**Prompt**:
The first line of the entries through the line bearing "TARGET: the fallen leaf": copy these lines exactly and return nothing else.

(Stored entries)
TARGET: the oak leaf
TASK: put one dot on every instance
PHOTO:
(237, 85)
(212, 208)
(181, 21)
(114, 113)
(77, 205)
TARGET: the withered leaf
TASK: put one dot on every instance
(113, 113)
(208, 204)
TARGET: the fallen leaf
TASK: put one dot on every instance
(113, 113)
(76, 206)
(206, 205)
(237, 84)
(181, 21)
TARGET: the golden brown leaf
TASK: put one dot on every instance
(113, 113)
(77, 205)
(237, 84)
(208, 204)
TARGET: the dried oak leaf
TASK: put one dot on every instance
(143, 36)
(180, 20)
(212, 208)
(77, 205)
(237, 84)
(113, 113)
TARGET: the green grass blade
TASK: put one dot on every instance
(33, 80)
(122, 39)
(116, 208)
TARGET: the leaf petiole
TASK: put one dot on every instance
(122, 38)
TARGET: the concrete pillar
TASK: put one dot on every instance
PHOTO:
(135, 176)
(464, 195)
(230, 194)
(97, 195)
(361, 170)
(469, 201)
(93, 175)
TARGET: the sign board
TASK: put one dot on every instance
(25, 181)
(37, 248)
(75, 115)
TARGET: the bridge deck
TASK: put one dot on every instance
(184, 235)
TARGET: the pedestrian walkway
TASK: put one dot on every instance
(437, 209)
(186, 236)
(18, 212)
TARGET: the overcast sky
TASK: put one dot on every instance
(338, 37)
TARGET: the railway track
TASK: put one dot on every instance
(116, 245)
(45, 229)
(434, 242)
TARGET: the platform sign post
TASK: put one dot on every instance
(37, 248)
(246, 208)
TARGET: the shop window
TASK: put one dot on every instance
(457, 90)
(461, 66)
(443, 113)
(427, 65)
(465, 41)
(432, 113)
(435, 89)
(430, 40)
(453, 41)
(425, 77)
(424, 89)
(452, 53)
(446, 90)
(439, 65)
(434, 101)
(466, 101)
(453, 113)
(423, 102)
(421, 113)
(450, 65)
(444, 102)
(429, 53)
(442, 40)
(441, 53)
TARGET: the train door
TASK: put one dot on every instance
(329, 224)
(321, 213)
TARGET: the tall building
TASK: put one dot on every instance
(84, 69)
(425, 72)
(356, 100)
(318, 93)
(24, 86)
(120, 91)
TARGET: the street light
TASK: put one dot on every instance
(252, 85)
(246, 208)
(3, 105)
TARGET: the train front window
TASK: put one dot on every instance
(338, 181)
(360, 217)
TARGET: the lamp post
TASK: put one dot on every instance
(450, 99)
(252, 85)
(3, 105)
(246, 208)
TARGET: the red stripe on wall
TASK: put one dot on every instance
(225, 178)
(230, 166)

**Problem solution**:
TARGET: the oak leaf
TASK: put one dot on every instance
PHOTO:
(237, 85)
(212, 208)
(181, 21)
(114, 113)
(77, 205)
TARGET: the withered leaf
TASK: put one dot on every instance
(113, 113)
(208, 204)
TARGET: the fallen leaf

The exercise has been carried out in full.